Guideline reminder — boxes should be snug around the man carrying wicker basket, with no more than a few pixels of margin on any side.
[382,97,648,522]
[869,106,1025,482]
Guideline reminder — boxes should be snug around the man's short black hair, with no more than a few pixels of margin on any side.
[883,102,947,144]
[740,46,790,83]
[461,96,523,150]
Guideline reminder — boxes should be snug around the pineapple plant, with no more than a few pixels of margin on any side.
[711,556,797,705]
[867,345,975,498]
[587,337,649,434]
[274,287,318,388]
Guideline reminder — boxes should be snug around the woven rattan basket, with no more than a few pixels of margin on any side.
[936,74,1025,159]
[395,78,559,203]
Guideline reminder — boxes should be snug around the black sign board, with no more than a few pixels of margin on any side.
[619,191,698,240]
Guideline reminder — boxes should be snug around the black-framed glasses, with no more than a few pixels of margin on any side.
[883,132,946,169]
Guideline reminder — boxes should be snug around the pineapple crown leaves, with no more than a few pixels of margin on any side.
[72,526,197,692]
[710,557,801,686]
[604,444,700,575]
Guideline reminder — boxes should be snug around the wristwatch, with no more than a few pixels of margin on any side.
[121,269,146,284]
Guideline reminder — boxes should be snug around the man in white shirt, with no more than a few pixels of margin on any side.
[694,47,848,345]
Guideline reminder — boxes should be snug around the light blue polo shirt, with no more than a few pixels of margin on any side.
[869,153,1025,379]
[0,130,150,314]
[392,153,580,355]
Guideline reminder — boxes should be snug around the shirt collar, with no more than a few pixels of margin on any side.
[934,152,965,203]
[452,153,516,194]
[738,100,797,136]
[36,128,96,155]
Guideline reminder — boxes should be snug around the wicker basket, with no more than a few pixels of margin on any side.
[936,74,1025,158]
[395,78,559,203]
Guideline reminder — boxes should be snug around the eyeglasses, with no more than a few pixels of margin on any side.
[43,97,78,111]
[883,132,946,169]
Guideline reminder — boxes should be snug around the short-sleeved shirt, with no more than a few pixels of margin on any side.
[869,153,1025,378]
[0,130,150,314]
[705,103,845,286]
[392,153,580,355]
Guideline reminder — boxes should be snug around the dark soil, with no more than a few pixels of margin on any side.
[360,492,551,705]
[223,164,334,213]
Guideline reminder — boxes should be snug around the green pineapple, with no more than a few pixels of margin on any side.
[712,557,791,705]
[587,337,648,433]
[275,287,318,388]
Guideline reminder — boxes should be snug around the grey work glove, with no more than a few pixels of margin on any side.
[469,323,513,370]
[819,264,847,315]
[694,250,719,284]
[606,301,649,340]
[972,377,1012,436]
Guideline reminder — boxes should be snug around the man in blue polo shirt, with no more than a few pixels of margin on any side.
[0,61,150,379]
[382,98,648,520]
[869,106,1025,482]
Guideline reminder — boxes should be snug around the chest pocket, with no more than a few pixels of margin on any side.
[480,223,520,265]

================

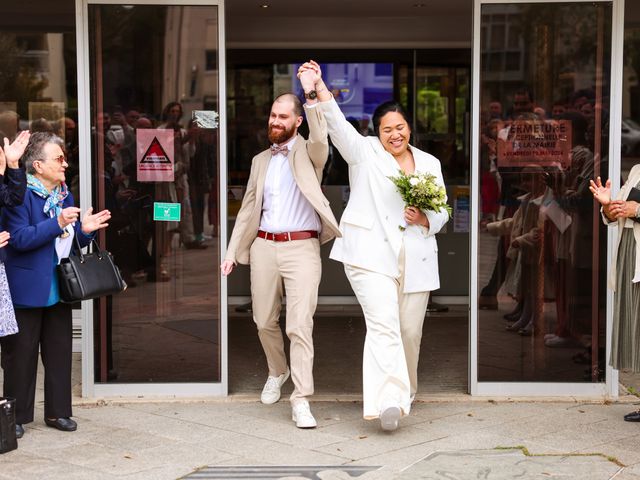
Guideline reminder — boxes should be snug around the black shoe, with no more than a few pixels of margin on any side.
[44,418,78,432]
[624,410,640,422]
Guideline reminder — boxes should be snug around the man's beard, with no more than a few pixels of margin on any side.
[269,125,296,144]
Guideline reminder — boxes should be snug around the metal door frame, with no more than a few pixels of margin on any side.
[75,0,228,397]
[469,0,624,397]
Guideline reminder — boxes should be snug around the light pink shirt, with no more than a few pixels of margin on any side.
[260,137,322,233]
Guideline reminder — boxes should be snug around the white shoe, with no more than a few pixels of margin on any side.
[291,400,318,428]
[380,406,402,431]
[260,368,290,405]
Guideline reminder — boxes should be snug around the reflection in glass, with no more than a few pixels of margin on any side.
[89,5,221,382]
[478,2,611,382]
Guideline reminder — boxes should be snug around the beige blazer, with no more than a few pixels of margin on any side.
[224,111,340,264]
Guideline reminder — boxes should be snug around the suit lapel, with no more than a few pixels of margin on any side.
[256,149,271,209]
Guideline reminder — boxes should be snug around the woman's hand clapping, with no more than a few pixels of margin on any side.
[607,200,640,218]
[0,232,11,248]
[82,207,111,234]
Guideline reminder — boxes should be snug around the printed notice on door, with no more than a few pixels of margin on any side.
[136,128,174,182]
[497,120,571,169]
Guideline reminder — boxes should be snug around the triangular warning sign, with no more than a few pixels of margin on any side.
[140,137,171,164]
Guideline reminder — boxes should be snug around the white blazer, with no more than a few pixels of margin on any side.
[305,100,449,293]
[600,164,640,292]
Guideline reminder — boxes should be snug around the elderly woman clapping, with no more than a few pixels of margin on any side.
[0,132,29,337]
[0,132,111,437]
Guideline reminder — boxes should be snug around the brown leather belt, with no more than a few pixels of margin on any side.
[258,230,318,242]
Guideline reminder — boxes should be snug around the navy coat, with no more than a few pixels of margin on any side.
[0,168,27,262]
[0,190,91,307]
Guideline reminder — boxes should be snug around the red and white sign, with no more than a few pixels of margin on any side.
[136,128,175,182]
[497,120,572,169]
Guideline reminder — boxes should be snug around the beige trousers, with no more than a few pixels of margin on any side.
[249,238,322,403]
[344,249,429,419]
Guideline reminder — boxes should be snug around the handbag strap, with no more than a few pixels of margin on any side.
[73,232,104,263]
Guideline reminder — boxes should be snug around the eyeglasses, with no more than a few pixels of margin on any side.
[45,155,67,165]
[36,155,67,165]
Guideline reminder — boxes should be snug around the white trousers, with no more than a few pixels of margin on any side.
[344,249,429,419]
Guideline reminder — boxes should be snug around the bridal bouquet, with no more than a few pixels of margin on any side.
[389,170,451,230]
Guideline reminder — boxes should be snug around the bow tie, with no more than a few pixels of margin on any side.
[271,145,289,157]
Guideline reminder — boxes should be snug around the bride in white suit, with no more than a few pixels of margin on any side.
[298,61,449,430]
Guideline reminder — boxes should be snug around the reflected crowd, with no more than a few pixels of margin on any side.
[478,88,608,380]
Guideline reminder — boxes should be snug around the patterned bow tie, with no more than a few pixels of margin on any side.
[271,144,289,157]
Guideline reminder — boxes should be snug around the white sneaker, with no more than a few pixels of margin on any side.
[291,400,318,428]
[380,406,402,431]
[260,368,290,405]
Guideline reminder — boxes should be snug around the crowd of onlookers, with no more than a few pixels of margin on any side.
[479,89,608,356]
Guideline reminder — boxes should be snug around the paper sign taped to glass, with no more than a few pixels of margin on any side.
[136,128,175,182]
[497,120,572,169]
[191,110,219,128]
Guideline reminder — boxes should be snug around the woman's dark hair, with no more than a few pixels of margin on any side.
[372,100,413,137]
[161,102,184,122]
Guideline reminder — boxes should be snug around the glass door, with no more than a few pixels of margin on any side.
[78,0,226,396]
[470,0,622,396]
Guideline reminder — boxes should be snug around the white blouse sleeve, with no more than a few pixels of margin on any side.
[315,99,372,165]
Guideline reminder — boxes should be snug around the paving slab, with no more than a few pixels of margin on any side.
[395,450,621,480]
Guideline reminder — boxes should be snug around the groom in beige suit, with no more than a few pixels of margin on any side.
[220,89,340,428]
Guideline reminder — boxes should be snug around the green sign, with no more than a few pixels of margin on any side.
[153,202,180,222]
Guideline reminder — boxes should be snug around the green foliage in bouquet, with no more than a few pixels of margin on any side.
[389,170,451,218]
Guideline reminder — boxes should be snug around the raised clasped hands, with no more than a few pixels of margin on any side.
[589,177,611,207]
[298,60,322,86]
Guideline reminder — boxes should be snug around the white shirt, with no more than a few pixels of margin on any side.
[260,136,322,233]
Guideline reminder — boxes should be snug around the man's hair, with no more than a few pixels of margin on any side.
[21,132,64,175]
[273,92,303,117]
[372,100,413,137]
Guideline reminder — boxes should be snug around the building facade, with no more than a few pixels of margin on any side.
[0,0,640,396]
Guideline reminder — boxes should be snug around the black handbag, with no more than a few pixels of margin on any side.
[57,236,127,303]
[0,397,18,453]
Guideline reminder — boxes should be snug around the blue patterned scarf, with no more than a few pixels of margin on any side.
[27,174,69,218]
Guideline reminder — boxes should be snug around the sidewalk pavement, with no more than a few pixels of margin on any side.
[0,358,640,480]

================

* [Aim of the exercise]: Copy, without any change, the part of the lines above that opens with the line containing "around the short-sleeved" and closes with the line containing "[275,287,318,388]", including both of those lines.

* [Finished answer]:
Guideline reminder — boxes should be snug around the short-sleeved shirt, with no more than a few pixels of margin on any side.
[869,153,1025,378]
[0,130,150,314]
[705,103,845,286]
[392,153,580,355]
Guideline reminder — boxes should be snug around the dark soil, with no more than a few pixels of margin on any side.
[360,492,551,705]
[223,164,334,213]
Guideline reminder — boxes should be snug around the green pineapple, with no more than a few pixels of margin on any side.
[712,557,791,705]
[587,337,648,433]
[275,287,318,388]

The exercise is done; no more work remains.